[A run of records]
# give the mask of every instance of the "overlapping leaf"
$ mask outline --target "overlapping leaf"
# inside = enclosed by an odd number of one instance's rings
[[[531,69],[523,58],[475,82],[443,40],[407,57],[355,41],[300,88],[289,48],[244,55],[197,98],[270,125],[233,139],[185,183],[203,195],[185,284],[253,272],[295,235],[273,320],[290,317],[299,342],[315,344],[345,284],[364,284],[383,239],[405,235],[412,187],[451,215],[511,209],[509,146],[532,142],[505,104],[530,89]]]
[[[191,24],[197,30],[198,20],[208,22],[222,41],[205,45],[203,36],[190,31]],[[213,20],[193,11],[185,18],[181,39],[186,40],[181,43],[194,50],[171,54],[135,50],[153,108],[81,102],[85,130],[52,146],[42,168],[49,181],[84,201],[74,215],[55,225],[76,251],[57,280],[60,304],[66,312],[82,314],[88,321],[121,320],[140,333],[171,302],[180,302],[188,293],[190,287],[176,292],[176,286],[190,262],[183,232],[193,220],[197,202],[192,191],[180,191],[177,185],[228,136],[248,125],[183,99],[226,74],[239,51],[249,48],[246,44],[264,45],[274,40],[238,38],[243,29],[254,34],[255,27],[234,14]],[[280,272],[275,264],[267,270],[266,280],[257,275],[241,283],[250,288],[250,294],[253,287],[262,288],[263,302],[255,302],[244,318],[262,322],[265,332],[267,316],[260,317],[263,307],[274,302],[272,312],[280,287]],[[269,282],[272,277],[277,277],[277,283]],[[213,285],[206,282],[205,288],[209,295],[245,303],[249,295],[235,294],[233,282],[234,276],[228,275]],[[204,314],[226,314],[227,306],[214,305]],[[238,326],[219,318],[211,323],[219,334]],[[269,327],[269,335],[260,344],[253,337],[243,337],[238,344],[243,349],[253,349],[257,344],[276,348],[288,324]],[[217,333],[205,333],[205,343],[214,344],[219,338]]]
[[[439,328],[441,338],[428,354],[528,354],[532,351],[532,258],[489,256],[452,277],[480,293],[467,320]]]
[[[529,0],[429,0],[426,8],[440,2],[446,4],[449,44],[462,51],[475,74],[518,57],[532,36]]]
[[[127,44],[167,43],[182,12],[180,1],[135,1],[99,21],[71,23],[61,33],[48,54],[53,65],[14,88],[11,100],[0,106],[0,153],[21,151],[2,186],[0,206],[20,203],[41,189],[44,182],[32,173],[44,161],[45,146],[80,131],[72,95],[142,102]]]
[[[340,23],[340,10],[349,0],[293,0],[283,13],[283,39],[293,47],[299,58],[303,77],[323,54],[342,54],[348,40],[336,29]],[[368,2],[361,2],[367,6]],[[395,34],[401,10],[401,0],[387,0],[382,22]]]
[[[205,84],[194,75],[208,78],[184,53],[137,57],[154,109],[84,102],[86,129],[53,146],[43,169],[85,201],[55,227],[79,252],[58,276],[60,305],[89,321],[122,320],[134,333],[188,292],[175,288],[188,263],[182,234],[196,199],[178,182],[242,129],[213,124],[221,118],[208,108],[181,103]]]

OBJECTIVE | Using the data above, print every record exactly as shown.

RIGHT ANSWER |
# give the mask of every instance of the "overlapping leaf"
$ mask outline --target "overlapping leaf"
# inside = enclosed by an odd number of one instance's rings
[[[531,69],[523,58],[475,82],[443,40],[407,57],[355,41],[300,88],[289,48],[244,55],[197,98],[270,125],[233,139],[185,183],[203,195],[185,284],[253,272],[295,235],[273,320],[290,317],[299,342],[315,344],[345,284],[364,284],[383,239],[405,235],[412,187],[451,215],[511,209],[509,146],[532,142],[505,104],[530,89]]]
[[[191,24],[197,30],[198,20],[208,22],[222,41],[205,45],[203,36],[190,31]],[[213,20],[193,11],[185,18],[181,39],[186,40],[181,43],[194,50],[171,54],[135,50],[153,108],[81,102],[85,130],[52,146],[42,168],[49,181],[84,201],[74,215],[55,225],[76,251],[57,280],[60,304],[66,312],[82,314],[88,321],[121,320],[140,333],[171,302],[180,302],[188,293],[190,287],[176,292],[176,286],[190,262],[183,232],[193,220],[197,202],[192,191],[180,191],[177,185],[228,136],[248,125],[183,99],[226,74],[239,51],[249,48],[246,44],[264,45],[274,40],[238,38],[243,29],[254,34],[255,27],[234,14]],[[280,272],[275,264],[267,270],[266,280],[257,275],[241,283],[250,288],[250,294],[253,287],[262,288],[263,302],[255,302],[244,318],[262,322],[265,332],[267,316],[260,317],[263,307],[274,302],[272,312],[280,287]],[[269,282],[272,277],[277,277],[277,283]],[[213,285],[206,282],[205,288],[209,295],[245,303],[249,295],[235,294],[233,282],[234,276],[228,275]],[[204,314],[226,314],[227,306],[214,305]],[[238,326],[219,318],[211,323],[219,334]],[[269,327],[269,335],[260,344],[253,337],[243,337],[238,344],[243,349],[253,349],[257,344],[276,348],[288,324]],[[217,333],[205,333],[205,343],[214,344],[219,338]]]
[[[439,328],[441,338],[428,354],[528,354],[532,351],[532,258],[489,256],[452,277],[480,293],[467,320]]]
[[[529,0],[429,0],[426,8],[440,2],[446,4],[449,44],[462,51],[475,74],[518,57],[532,36]]]
[[[127,44],[167,43],[182,12],[180,1],[135,1],[99,21],[71,23],[61,33],[48,54],[53,65],[14,88],[11,100],[0,106],[0,153],[21,151],[2,186],[0,206],[20,203],[41,189],[44,182],[32,173],[44,161],[45,146],[80,131],[72,95],[142,102]]]
[[[340,23],[340,10],[349,0],[293,0],[283,13],[283,39],[293,47],[299,58],[303,77],[323,54],[342,54],[348,40],[336,29]],[[368,2],[361,2],[367,6]],[[395,34],[401,10],[401,0],[387,0],[382,22]]]
[[[205,84],[194,75],[208,78],[184,53],[137,57],[154,109],[84,102],[86,129],[53,146],[43,169],[85,201],[55,227],[79,252],[58,276],[60,305],[89,321],[122,320],[134,333],[188,292],[175,288],[188,263],[182,234],[196,199],[178,182],[242,129],[213,124],[221,118],[208,108],[181,103]]]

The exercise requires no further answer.